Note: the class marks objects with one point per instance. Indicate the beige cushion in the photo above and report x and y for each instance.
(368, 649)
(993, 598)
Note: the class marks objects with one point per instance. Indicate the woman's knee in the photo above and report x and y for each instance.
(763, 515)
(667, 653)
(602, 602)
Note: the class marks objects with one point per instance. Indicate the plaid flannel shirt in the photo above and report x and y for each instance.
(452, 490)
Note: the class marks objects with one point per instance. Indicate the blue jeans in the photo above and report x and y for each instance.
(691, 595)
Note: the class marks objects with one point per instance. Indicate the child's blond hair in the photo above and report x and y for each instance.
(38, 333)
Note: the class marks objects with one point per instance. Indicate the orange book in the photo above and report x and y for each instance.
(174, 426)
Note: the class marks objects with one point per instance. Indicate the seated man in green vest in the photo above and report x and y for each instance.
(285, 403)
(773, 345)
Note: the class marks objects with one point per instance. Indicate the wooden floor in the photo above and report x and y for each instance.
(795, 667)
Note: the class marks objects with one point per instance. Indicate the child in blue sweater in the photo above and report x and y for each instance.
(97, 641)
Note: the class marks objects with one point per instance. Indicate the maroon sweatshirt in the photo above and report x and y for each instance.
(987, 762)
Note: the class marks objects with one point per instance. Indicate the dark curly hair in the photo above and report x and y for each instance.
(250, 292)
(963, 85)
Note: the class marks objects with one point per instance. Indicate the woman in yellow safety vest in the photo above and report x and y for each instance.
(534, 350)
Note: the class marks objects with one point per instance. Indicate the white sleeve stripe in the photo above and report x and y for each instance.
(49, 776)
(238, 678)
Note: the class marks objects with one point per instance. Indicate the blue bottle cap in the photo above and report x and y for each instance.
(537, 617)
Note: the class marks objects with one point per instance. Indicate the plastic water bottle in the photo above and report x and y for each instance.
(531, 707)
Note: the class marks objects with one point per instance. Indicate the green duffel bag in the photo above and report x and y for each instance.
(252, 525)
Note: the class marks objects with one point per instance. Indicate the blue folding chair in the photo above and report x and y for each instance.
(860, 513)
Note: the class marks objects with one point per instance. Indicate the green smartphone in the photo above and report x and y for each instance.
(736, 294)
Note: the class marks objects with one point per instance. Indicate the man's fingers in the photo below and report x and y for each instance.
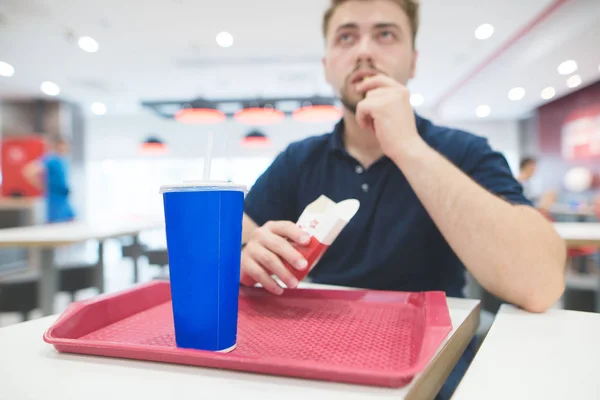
(363, 116)
(375, 82)
(255, 272)
(272, 264)
(285, 250)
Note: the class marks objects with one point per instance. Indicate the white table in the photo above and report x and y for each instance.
(50, 236)
(551, 356)
(581, 212)
(579, 233)
(32, 369)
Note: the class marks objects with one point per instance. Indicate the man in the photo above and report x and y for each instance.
(433, 200)
(50, 173)
(527, 169)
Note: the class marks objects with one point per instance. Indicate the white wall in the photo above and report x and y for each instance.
(119, 137)
(121, 181)
(503, 136)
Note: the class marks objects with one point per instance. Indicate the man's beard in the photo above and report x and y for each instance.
(348, 102)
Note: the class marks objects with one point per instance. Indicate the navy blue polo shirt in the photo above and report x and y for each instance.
(391, 243)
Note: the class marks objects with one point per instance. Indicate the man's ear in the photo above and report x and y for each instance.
(413, 66)
(324, 64)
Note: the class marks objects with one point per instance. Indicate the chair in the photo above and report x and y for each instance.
(19, 293)
(75, 277)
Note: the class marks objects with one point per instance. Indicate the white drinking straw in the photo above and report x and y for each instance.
(208, 155)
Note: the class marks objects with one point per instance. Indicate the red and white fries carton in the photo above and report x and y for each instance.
(323, 219)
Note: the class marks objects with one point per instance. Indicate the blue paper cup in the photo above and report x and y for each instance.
(204, 236)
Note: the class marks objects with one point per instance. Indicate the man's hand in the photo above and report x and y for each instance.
(387, 113)
(261, 258)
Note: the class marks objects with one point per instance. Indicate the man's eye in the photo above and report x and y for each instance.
(345, 38)
(386, 35)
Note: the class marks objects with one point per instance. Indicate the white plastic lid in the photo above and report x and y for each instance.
(203, 186)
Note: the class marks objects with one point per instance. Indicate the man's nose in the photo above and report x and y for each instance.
(365, 50)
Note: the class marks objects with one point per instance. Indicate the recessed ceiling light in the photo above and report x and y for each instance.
(98, 108)
(88, 44)
(484, 31)
(50, 88)
(548, 93)
(567, 67)
(483, 111)
(574, 81)
(516, 94)
(224, 39)
(6, 69)
(416, 99)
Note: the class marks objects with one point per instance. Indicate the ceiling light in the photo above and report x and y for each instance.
(98, 108)
(6, 69)
(416, 99)
(224, 39)
(255, 116)
(574, 81)
(88, 44)
(50, 88)
(484, 31)
(567, 67)
(256, 140)
(153, 146)
(516, 94)
(483, 111)
(548, 93)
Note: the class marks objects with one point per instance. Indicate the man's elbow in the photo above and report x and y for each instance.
(545, 293)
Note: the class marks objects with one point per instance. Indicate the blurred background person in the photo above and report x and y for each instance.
(527, 168)
(51, 175)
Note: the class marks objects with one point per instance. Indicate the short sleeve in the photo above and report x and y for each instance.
(274, 195)
(490, 169)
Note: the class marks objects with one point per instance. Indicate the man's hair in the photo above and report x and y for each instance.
(56, 140)
(410, 7)
(525, 161)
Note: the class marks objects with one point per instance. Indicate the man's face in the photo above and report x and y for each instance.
(529, 170)
(62, 148)
(366, 38)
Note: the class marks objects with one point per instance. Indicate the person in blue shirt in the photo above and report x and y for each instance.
(433, 200)
(51, 174)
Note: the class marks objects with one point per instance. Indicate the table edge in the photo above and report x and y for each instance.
(430, 381)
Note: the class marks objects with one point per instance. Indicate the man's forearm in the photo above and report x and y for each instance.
(511, 250)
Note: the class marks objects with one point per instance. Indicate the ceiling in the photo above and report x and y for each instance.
(166, 49)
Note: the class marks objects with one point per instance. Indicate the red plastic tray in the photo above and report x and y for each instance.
(354, 336)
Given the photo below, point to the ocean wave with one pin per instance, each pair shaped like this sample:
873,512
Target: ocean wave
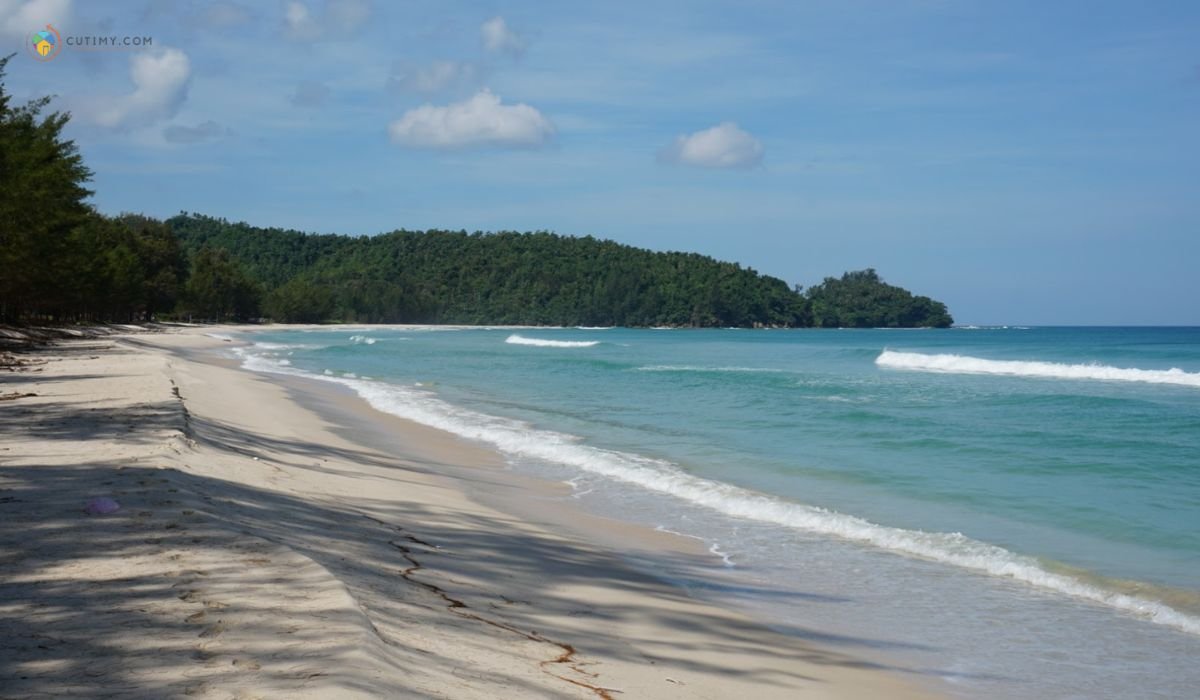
521,440
967,365
540,342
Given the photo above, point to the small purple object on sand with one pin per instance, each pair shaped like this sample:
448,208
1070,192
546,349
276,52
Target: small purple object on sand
102,506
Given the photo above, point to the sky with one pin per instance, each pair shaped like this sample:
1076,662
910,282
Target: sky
1026,162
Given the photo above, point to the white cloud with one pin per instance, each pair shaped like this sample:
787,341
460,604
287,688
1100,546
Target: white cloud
340,18
160,88
18,19
203,131
310,94
479,121
499,39
724,145
432,78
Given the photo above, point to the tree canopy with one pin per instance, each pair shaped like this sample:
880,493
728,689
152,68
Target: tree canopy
60,261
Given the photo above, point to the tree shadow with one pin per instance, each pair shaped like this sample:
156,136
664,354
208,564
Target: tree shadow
413,573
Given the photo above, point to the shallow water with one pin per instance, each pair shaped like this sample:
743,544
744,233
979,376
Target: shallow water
1014,510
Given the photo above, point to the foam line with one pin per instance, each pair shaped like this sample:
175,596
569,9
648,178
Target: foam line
540,342
967,365
519,438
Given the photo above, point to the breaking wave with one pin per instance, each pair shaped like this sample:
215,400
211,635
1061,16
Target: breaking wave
541,342
967,365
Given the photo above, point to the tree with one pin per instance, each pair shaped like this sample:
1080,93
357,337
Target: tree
862,299
42,196
219,288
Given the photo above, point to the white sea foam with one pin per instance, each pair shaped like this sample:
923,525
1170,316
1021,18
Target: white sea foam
282,346
521,440
969,365
540,342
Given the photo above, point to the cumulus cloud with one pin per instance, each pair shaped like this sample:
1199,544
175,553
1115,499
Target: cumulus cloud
204,131
310,94
479,121
160,88
498,37
724,145
340,18
433,77
21,18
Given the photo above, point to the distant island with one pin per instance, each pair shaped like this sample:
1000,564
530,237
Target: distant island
64,262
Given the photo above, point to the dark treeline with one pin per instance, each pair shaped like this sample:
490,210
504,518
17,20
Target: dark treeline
61,262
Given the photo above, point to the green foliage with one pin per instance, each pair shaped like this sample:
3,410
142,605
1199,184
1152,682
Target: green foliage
442,276
41,202
61,261
219,288
863,300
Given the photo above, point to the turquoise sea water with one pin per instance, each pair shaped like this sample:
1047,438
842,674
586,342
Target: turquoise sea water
1015,510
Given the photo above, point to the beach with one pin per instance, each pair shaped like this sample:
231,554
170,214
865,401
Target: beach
264,549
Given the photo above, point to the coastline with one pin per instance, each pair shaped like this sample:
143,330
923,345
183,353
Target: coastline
264,548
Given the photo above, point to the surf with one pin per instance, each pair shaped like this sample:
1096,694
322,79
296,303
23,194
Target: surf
515,339
953,364
521,440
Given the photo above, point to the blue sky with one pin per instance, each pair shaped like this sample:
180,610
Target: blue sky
1026,162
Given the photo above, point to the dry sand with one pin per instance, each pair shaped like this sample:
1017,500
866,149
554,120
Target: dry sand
261,552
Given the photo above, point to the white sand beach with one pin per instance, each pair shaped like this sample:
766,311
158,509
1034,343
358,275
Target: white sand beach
261,551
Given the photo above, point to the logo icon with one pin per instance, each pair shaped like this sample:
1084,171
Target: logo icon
45,45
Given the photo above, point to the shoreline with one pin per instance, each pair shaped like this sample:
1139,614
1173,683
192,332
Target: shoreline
275,551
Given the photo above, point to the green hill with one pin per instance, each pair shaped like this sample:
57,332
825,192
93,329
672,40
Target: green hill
442,276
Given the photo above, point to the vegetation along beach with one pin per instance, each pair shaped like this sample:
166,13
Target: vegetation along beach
351,350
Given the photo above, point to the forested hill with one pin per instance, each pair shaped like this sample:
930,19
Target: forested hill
64,262
441,276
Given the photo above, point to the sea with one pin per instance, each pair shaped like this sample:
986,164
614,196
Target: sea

Stated goal:
Every line from the one holding "Given the photo above, point to the logo" through the final line of the listing must be echoed exactly; leave out all other lines.

The response:
Given the photo above, point to the logo icon with one pin per instance, each pair shaped like this sample:
1084,171
Target: logo icon
45,45
Given the photo above, point to the shoreline with one pin per instance, each pair shaped like this sample:
1139,614
1173,683
192,332
Target: shoreline
275,551
Given the photo above, point to the green hill with one pin per instance, each pair shaped like this sample:
57,332
825,192
93,329
672,40
Target: green hill
442,276
Given the photo above, point to the vegetation along beach with one pin per instance, each pair shaped like this sample:
166,13
Target: vegetation along beach
351,350
Given the photo above, point to the forested hill with one pin per instance, each pair shaped like this sample:
930,19
Target: forested hill
64,262
441,276
Given the photo above, point to the sea with one pin per instance, each pair shaped like this sample:
986,164
614,196
Target: sea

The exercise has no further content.